> _EXERCISE PROMPT_:
All lines from the line containing "[mark] the overhead" up to and including the last line of the listing below should be echoed exactly; no other lines belong in the response.
>> begin
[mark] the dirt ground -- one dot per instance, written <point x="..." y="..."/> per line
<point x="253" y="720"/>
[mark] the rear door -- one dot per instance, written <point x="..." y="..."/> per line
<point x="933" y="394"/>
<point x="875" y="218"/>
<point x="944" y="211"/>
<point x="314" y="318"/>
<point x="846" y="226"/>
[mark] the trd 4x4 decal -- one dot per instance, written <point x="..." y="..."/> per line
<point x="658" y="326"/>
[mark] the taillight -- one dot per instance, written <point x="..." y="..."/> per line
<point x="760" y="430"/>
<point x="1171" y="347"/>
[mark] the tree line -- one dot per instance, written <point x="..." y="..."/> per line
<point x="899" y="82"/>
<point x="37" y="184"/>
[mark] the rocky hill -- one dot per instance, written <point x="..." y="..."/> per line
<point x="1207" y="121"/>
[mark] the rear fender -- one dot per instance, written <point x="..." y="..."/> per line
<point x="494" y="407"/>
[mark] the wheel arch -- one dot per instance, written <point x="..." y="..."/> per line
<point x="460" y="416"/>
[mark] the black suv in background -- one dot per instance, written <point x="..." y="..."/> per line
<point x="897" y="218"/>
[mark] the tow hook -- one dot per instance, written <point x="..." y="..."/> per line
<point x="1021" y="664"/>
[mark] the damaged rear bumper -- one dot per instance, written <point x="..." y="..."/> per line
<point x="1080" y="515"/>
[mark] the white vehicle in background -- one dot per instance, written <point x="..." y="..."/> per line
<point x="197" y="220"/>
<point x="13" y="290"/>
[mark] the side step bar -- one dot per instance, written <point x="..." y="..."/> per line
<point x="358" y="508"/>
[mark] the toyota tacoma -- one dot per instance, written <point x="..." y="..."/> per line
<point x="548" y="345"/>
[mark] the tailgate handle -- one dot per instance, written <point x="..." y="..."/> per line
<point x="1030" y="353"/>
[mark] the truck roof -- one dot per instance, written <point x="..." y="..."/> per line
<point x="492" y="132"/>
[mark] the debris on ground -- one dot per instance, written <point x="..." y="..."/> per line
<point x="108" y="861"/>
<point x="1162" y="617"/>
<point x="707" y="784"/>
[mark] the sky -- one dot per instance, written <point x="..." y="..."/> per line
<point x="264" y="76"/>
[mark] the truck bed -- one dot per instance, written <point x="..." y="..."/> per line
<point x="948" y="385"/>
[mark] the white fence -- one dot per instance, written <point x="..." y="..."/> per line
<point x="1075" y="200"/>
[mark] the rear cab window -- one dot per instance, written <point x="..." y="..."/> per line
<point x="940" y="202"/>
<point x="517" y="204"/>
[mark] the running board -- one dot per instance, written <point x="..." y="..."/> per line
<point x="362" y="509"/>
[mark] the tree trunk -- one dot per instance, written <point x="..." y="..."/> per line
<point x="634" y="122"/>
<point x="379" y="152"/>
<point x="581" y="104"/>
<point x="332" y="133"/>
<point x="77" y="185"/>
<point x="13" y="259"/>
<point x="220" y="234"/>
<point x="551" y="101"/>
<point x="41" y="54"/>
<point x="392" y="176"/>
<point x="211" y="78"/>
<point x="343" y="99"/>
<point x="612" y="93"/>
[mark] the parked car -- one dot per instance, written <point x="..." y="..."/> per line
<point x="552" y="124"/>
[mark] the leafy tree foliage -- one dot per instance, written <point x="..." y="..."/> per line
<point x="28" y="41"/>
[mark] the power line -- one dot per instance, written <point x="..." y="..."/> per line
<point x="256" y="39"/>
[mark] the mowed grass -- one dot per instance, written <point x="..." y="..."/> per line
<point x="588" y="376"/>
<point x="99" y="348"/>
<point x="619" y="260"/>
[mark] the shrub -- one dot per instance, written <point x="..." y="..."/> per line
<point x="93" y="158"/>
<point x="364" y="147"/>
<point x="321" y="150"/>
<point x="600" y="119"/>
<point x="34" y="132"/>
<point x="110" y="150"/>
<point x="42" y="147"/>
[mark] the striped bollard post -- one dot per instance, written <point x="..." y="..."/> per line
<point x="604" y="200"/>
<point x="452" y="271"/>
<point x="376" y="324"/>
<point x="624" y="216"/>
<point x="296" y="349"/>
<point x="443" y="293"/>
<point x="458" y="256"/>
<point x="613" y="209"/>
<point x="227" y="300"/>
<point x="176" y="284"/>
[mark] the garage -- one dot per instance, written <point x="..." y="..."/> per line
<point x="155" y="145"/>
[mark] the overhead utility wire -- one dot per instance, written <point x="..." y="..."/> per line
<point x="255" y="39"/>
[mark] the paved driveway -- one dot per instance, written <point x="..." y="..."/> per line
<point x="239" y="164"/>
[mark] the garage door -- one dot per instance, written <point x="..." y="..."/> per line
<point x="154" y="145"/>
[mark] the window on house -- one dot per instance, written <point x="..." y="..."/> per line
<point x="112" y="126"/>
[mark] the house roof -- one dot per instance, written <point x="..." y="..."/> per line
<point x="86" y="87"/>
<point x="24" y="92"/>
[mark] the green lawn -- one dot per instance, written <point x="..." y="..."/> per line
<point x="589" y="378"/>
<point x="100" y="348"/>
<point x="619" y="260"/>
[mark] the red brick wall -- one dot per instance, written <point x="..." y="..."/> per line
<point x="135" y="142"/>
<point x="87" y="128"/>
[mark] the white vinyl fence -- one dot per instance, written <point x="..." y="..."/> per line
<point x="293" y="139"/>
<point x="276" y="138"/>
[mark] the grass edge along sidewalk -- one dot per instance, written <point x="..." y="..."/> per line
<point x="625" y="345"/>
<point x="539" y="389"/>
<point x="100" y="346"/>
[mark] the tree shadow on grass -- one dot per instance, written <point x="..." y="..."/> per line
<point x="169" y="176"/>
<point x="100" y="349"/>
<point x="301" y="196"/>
>> end
> _RESPONSE_:
[mark] the overhead utility wire -- one dot per instance, written <point x="..." y="..."/> per line
<point x="255" y="39"/>
[mark] the paved driveway -- one dot per instance, written <point x="..." y="..."/> per line
<point x="239" y="164"/>
[mark] the garage door -- one dot per instance, written <point x="..." y="..."/> per line
<point x="154" y="145"/>
[mark] the window on house -- one dot per instance, written <point x="..." y="..."/> per line
<point x="112" y="126"/>
[mark] the house roof -- one dot per instance, written <point x="..." y="..."/> per line
<point x="86" y="87"/>
<point x="24" y="92"/>
[mark] the green lawn -- one dot per instance, written <point x="..." y="..."/> per line
<point x="589" y="378"/>
<point x="100" y="348"/>
<point x="619" y="260"/>
[mark] the red brick wall -- one dot per instance, written <point x="..." y="..."/> per line
<point x="135" y="142"/>
<point x="87" y="128"/>
[mark] the white vinyl fence -- one dot per instance, written <point x="..." y="..."/> per line
<point x="293" y="139"/>
<point x="276" y="138"/>
[mark] the grass edge along sidewalk -- one dot per instance, written <point x="..." y="..."/> per line
<point x="625" y="345"/>
<point x="539" y="389"/>
<point x="100" y="346"/>
[mark] the tree shadow on grass -- one dot per instance, written <point x="..." y="..."/> per line
<point x="169" y="176"/>
<point x="100" y="349"/>
<point x="301" y="196"/>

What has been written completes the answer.